Trecho do documento
⁂

Bem pertinho da Casa Azul fica o Mercado de Coyoacán, onde a cozinheira Nayeli chegou e onde comprava seus perfumados e picantes temperos. O Mercado é bem antigo, ali turistas e locais podem apreciar um pouco da gastronomia local, comprar palo santo, umas ervas para banho, incenso de copal, flores, velas, apreciar a decoração com aquelas bandeirinhas do desenho da Disney. Aliás, o cenário de fundo de Viva la Vida, da Disney, lembra demais Coyoacán.
Frida era uma metáfora do México: colorida, dinâmica, mas que sofre com grandes feridas
Francisco Haghenbec ( escritor mexicano)
A CASA AZUL
Como já disse, minha sensação era a de conhecer a Casa Azul há muito tempo, mas quando a vi, lembrei da curiosidade de Nayeli pelo prédio, que se destaca de todos os outros na redondeza. Aqui, a personagem chega a Coyoacán e avista pela primeira vez a casa, que seria parte de sua vida dali em diante:
Decidiu não voltar ao parque e continuou caminhando até uma esquina. à sua direita uma casa enorme lhe chamou a atenção. Estava bem no cruzamento de duas ruas pouco movimentadas. Quatro janelões retangulares davam para uma das ruas; para a outra, outras quatro janelas e uma porta de duas folhas. Exceto pelas bordas, que eram vermelhas, as paredes estavam pintadas de um azul intenso.
Ela atravessou pelo meio da rua, a curiosidade venceu o medo. Exceto um , todos os outros janelões estavam cobertos por cortinas brancas de renda. Nayeli Cuz quis expiar e, sem sequer disfarçar, passou a menos de um metro da janela aberta. Do outro lado, havia uma mulher. Seu rosto parecia abrigar toda a tristeza do mundo.
(Etcheves, Florencia. A cozinheira de Frida, p. 108)

⁂

Registros exibidos

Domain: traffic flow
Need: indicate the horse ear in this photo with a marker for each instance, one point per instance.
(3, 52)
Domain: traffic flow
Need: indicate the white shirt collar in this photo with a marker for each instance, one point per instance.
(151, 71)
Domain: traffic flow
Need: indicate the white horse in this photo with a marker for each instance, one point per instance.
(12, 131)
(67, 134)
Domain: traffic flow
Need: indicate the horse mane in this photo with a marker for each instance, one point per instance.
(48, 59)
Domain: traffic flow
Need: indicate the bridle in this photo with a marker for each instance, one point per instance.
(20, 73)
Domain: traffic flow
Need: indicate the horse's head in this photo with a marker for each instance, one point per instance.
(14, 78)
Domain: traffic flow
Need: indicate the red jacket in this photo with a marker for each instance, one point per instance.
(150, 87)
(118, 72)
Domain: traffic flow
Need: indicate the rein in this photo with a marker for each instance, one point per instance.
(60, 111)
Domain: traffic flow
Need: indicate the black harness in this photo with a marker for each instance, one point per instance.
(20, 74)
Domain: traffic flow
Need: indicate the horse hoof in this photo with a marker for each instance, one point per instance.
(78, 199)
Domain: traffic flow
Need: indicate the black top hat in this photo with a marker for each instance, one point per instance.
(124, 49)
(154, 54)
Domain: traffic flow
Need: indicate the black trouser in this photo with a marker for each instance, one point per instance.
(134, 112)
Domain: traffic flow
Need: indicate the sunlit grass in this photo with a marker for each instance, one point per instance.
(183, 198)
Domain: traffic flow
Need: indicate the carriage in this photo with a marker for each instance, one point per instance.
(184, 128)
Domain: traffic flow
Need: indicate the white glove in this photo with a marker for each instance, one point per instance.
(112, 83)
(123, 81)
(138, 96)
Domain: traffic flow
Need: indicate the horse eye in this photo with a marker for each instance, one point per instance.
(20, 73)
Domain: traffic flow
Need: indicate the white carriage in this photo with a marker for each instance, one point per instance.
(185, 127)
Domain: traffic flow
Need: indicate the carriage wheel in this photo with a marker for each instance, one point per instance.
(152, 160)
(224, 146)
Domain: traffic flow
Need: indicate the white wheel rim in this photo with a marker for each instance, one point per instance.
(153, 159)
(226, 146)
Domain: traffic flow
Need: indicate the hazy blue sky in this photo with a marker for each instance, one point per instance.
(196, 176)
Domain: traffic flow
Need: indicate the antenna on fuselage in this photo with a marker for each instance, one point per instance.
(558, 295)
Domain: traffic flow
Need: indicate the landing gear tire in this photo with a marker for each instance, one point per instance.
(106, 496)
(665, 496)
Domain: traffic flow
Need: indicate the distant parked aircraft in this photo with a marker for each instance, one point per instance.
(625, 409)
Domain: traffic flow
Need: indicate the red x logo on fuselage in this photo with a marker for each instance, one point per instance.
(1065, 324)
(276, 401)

⁂

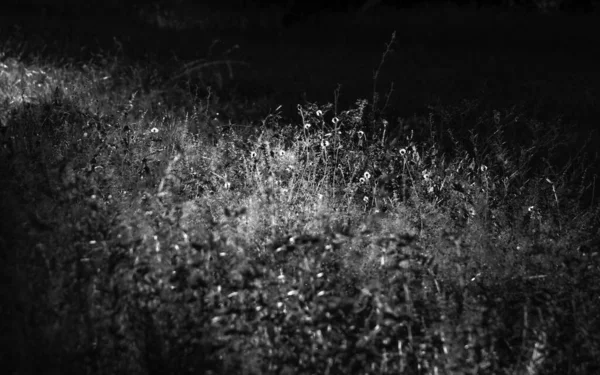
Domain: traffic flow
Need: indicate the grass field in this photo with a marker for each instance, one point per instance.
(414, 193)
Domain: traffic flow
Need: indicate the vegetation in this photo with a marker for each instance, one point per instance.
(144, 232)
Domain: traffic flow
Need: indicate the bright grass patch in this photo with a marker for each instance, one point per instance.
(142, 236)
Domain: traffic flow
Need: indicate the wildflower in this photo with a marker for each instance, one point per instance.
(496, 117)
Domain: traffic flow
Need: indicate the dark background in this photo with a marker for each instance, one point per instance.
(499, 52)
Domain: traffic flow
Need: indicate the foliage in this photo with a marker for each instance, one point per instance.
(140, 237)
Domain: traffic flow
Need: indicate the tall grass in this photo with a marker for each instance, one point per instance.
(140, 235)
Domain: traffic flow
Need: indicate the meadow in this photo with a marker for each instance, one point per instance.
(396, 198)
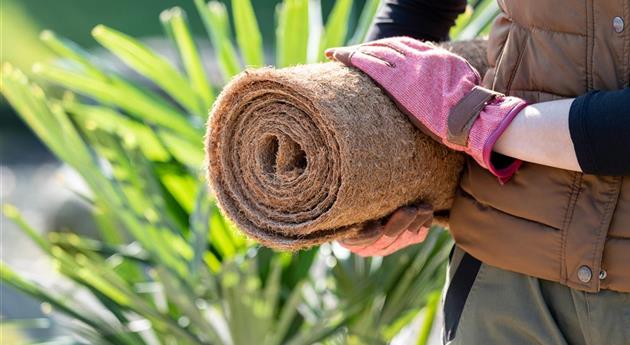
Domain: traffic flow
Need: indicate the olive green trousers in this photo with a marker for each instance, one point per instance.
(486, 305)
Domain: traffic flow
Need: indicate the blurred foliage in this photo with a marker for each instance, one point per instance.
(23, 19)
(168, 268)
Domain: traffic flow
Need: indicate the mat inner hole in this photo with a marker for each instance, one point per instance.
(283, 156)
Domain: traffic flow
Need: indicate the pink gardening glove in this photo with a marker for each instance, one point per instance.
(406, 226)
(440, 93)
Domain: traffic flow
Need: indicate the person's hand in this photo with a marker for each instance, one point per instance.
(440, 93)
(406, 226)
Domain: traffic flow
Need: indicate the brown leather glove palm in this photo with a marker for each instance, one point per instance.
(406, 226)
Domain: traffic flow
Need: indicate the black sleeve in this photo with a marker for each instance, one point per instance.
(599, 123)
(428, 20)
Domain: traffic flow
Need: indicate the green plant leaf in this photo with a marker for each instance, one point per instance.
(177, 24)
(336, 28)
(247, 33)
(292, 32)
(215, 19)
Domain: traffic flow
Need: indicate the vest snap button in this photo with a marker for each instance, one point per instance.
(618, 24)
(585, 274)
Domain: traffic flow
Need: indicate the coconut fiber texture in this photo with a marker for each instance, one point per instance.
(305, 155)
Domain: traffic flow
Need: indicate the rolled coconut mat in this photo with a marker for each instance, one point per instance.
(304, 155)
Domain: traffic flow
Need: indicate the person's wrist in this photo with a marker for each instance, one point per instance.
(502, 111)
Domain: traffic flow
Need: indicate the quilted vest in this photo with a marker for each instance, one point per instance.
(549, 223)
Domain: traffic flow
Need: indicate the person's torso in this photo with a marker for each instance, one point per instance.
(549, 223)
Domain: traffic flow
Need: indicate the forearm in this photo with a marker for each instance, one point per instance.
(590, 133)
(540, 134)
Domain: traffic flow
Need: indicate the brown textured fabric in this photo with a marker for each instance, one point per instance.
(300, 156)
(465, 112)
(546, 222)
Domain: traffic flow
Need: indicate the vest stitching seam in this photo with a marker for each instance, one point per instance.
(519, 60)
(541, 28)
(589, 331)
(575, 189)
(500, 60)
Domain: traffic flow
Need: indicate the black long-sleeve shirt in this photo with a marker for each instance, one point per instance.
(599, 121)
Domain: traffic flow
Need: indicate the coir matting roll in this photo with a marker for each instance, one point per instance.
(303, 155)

⁂

Tarefas
1. Diga se cada afirmação concorda com o trecho sobre a Casa Azul, respondendo sim ou não e citando as palavras do trecho que decidem: (a) o Mercado de Coyoacán fica perto da Casa Azul; (b) no romance citado, as paredes da casa eram inteiramente vermelhas; (c) a casa ficava no cruzamento de duas ruas movimentadas.
2. Segundo o trecho sobre a Casa Azul, o que se pode comprar no Mercado de Coyoacán?
3. Prolongue o trecho sobre a Casa Azul e o Mercado de Coyoacán a partir do ponto em que ele termina.
Os registros não têm relação com o trecho sobre a Casa Azul.

Respostas em ordem
1.
(a) Sim: "Bem pertinho da Casa Azul fica o Mercado de Coyoacán"
(b) Não: "Exceto pelas bordas, que eram vermelhas, as paredes estavam pintadas de um azul intenso."
(c) Não: "Estava bem no cruzamento de duas ruas pouco movimentadas."

2. Palo santo, ervas para banho, incenso de copal, flores e velas.

3.
Logo na entrada da casa, a gente vê os ex-votos, tradição da arte popular e religiosa muito intensa no México e também no interior do Brasil ( me lembrei muito de Congonhas). Os ex-votos mexicanos têm três características básicas: a cena sempre retrata a situação enfrentada pelo fiel e que exigiu a intermediação divina, no topo da imagem, normalmente flutuando, o artista pinta o santo que ajudou a pessoa naquela situação. Por fim, uma legenda, abaixo da pintura, costuma explicá-la e conter os nomes dos fiéis que tiveram o pedido atendido e que mandaram fazer a oferenda em forma de arte.Esse ex-voto foi criado por Frida fazendo alusão a seu acidente:
Na legenda, encontramos o seguinte trecho : Os senhores Guilhermo Kahlo e Matilde C. de Kahlo dão graças a Nossa Senhora das Dores por salvar nossa filha de um acidente que ocorreu em 1925, na esquina de Cuahutemozin e Calzada de Tlalpah
É interessante que ela cria esse ex-voto muitos anos depois de seu acidente e assumindo a voz dos pais. No link a seguir há um artigo em que se pode ver mais sobre a arte dos ex-votos no México: https://www.360meridianos.com/especial/ex-votos-arte-mexico#:~:text=Ex%2Dvotos%20al%C3%A9m%20da%20arte%20popular&text=Na%20obra%20%E2%80%9CRetablo%E2%80%9D%2C%20de,fazer%20pelo%20menos%2030%20cirurgias.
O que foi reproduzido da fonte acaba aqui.